_ENTRIES SHOWN_.
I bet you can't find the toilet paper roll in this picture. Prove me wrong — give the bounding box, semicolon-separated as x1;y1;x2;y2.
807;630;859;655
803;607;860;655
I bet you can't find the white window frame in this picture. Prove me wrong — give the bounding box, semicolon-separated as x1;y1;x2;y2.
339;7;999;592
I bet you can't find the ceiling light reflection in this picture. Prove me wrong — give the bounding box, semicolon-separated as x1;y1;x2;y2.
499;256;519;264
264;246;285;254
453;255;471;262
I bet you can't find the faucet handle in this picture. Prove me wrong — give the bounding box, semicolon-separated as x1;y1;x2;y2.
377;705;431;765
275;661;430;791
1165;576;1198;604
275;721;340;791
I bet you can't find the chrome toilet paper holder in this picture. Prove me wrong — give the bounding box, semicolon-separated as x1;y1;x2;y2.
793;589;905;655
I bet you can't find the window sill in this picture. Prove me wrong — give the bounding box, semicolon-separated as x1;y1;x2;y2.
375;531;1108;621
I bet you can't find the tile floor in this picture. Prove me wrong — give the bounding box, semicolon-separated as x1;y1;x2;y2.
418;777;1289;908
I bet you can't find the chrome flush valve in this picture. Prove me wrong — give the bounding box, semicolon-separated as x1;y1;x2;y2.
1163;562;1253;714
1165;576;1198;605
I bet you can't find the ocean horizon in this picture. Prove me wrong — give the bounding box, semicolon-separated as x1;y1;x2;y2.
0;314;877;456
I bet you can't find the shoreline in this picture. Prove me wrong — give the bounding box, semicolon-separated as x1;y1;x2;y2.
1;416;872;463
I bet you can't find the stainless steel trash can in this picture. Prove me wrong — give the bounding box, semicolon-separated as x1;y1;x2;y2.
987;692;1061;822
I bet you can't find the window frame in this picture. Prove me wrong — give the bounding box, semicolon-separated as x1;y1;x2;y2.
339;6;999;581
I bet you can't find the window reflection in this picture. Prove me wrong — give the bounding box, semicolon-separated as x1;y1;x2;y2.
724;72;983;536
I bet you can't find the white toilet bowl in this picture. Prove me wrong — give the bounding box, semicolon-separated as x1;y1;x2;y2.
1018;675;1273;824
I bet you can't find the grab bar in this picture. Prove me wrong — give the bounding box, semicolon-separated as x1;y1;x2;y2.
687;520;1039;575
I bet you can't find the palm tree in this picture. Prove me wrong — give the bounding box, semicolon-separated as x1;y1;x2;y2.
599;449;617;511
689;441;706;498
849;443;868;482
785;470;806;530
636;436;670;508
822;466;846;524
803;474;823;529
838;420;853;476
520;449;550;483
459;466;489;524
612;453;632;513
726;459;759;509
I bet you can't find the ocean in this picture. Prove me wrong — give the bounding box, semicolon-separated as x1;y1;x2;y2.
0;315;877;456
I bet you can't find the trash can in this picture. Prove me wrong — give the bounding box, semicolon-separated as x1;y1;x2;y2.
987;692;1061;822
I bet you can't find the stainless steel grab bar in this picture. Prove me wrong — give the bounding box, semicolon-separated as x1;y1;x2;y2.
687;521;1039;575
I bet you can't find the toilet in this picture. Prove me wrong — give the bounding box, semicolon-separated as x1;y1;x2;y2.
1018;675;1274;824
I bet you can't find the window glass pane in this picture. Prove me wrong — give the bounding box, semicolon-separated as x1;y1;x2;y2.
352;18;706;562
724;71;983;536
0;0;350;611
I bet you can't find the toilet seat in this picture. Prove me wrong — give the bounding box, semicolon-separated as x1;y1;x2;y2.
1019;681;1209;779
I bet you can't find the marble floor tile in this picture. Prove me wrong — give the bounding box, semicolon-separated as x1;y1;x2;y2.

_BRIEF_.
Please output the complete set of records above without any alteration.

_WORKED SOLUTION_.
I bet you can't find the toilet paper roll in this picture. Prove me wrong — give the bounding box, semicolon-separated as x1;y1;x2;y2.
807;630;859;655
803;607;860;655
I bet you can't find the white window frame in this picture. Prove me wrong — give the bounding box, semicolon-separated as x1;y1;x2;y2.
339;7;999;592
I bet you can't find the ceiling light reflection in this picture. Prove me wrong — give the bounding box, semicolon-separated as x1;y1;x2;y2.
499;256;519;264
264;246;285;254
453;255;471;262
I bet you can't find the faucet handle in this picture. Prove me wrong — give the bounding box, semicolon-separated as x1;y1;x2;y2.
377;705;431;765
275;661;430;791
1165;576;1198;604
275;721;340;791
I bet you can't find the chrome toilet paper holder in this picture. Prove me wrong — give the bounding box, semicolon-separated as x1;y1;x2;y2.
793;589;905;655
I bet you can't find the window sill in this picture. Prove me wrong — give the bounding box, semicolon-separated as x1;y1;x2;y2.
375;531;1108;621
I bet you can't find the tile floor in this picture. Prove me wrong — give the bounding box, semicolon-separated as x1;y1;x2;y2.
418;777;1289;908
I bet you can't find the chrome flush valve in this picture. Prove me wrong — give the bounding box, semicolon-separated as x1;y1;x2;y2.
1163;562;1253;714
1165;576;1198;605
I bet you can't find the ocean horizon in this picture. Prove me wrong — give the bounding box, semicolon-separated as x1;y1;x2;y2.
0;314;877;456
I bet you can't find the shoreline in this picture. Prove me wrong — give the bounding box, semicolon-separated as x1;y1;x2;y2.
1;416;872;463
I bet you can't find the stainless steel trash can in this picture. Prove me wrong — give the bounding box, semicolon-separated as x1;y1;x2;y2.
987;692;1061;822
I bet you can't find the window frame in this picture. Prove me wrong — give the bounding box, semicolon-separated as x1;y1;x2;y2.
339;6;999;581
I bet you can't find the window reflection in this picture. Prove me wrong — give the bounding box, semicolon-separated as x1;y1;x2;y2.
724;72;983;536
I bet you can't find the white toilet bowl in this picture. Prove me wrong — give the bounding box, semicolon-separated as x1;y1;x2;y2.
1018;675;1273;824
I bet you can't find the grab bar in this picture. Prove me wrong — give the bounding box, semicolon-separated as x1;y1;x2;y2.
687;520;1039;575
I bet you can't find the palm tree in this picture. Prove me wrong — give the bounding box, semicolon-separated as x1;y1;x2;y2.
599;449;617;511
689;441;706;498
849;443;868;482
785;470;806;530
636;436;670;508
822;466;846;524
803;474;823;529
838;420;853;476
520;449;550;483
459;466;489;524
612;453;632;513
726;459;759;509
I bet you can't find the ocean in this picture. Prove me wrong — give the bounding box, semicolon-separated as x1;y1;x2;y2.
0;315;877;456
I bet you can't find the trash can in this picture. Prove me wrong — give the bounding box, semicolon-separated as x1;y1;x2;y2.
987;692;1061;822
I bet you can't find the stainless steel grab bar in this picture. Prove me wrong — give the bounding box, semicolon-separated as x1;y1;x2;y2.
687;521;1039;575
I bet you can't find the toilet in this picture. Prove me wrong — give the bounding box, semicolon-separated as x1;y1;x2;y2.
1018;675;1274;824
I bet you can't find the window glass pane in this picture. Prove me wrong — give the bounding box, semicolon-separated as x1;y1;x2;y2.
352;18;706;562
724;71;983;536
0;0;350;611
I bet you can't find the toilet seat in this picture. Prove me wrong — give the bounding box, semicolon-separated as x1;y1;x2;y2.
1019;681;1209;779
I bet you can't find the marble floor tile in this picture. Prove me wrong — give the bounding box, semicolon-separated as x1;y1;x2;y2.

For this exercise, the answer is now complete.